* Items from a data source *
========================

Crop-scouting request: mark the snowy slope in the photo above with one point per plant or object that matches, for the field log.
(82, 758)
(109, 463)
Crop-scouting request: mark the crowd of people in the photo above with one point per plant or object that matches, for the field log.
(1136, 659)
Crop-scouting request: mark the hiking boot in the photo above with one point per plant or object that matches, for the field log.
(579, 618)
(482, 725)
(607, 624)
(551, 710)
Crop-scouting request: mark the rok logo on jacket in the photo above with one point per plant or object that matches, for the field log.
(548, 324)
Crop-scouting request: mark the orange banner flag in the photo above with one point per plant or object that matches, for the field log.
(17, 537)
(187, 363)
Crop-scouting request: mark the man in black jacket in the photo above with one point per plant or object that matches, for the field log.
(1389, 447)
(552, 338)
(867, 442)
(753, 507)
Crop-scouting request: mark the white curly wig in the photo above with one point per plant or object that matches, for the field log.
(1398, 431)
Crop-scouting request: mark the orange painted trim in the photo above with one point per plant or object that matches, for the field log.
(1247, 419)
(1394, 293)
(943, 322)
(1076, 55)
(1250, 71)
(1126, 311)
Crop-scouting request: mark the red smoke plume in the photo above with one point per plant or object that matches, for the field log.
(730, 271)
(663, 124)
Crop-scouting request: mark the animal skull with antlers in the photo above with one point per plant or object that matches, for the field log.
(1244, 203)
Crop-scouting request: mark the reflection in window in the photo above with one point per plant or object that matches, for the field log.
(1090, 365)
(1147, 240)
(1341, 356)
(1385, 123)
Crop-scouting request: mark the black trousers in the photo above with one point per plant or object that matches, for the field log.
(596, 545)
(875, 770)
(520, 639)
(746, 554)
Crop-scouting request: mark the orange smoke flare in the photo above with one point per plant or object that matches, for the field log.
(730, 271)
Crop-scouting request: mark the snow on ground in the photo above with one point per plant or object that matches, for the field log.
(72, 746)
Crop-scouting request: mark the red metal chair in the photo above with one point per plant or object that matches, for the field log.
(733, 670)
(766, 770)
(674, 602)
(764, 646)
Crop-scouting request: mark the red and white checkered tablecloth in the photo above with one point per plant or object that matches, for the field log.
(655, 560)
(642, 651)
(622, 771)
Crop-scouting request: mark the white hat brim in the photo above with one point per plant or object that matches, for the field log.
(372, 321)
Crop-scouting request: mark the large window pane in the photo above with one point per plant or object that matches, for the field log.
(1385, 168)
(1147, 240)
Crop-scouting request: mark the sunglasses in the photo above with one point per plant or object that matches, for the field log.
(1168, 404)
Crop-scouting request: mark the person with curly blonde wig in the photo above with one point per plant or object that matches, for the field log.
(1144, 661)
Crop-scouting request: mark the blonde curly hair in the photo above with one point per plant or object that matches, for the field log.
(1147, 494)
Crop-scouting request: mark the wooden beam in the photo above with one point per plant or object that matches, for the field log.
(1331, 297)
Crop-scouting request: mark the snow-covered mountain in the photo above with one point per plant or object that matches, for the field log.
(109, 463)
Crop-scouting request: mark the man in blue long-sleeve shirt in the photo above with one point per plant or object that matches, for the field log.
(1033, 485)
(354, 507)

========================

* Activity *
Repeat each entry above, matching every line exactly.

* The answer *
Crop-scouting request: mark the snowy slope in the photo above with one point per plant or object that matches, for the field log.
(82, 758)
(109, 463)
Crop-scouting request: mark the crowd of people in the photo above with one point per plant or object that matches, for the field log.
(1136, 659)
Crop-scouting request: mark the hiking boot in the photo above with one point per plant or object that matches, for the field log.
(579, 618)
(482, 725)
(607, 624)
(551, 710)
Crop-scouting request: mark the rok logo on jacket in the photo above with one point per plant or object that matches, for the field log.
(548, 324)
Crop-scouting request: mark the orange banner flag in the photo above with one point per plant or object that matches, for the field log.
(17, 537)
(187, 363)
Crop-scouting request: mark the man in black jacket in the photo above with one point per plant or object that matches, for the field log.
(1389, 447)
(552, 338)
(867, 442)
(753, 507)
Crop-scouting request: mark the white curly wig in the photo above with one point per plant or object that matches, for the field log.
(1398, 431)
Crop-scouting request: mark the orange painted trim in the photo above with one point per plant or object that matches, for the field log.
(1247, 419)
(1394, 293)
(943, 322)
(1076, 55)
(1250, 71)
(1126, 311)
Crop-scouting request: mark the red smoke plume in the photo above with one point per plant or object that matches, for the field log.
(730, 271)
(663, 124)
Crop-scouting request: mark the animal skull with antlers in the photo above with one point per plant or object that matches, for the field log.
(1244, 203)
Crop-scouting request: mark the reflection in window in the photo above with one point per plant or object that matches, for the field log.
(1090, 365)
(1147, 240)
(1341, 356)
(1385, 123)
Crop-scouting request: mark the black trousers in the photo above with one point per plant or object that matches, for the field log.
(596, 545)
(875, 770)
(520, 639)
(746, 554)
Crop-scouting request: mark the orange smoke flare in the photo above with one point per plant or object that matches, for the field log.
(730, 271)
Crop-scouting request: mark the snow on ground in the photo above with one point per plant or object that matches, for the field log.
(72, 746)
Crop-scouting request: mark the red metal chair in the photo above with one point per plant or object that matches, for the field log.
(733, 670)
(766, 770)
(674, 602)
(764, 646)
Crop-scouting request: mark the red and white checkered tablecloth in the photo above with one point per plant or object that matches, for the field log.
(655, 560)
(642, 651)
(622, 771)
Crop-scouting request: mark the white hat brim in the photo above with one point per plant or object that matches, for the field log.
(372, 321)
Crop-scouting request: mark the large window pane in the photo above with one point per plant or object that matches, for the field log.
(1385, 168)
(1147, 240)
Crop-scouting request: mark the sunglasses in the photo above with one point per plant or object that matches, for the field log.
(1168, 404)
Crop-scouting request: mark the person with curly blonde wig in the photo above with one point per plant or object that matches, for the field log.
(1144, 661)
Crop-scouting request: mark the blonde curly hair in the photo above with one point per plant or object that matches, for the field log.
(1147, 494)
Crop-scouting request: mark the wooden beam in the photo above with one point per plant or object that matches, for the field log.
(1331, 297)
Crop-scouting request: mark the snow-covered mountain in the photo above with one point per plant or object that matches, for the field log.
(109, 463)
Crop-scouting request: mark the man in blue long-sleeve shirt in the photo above with one point per plant or object that matches, for the field log.
(1033, 485)
(354, 507)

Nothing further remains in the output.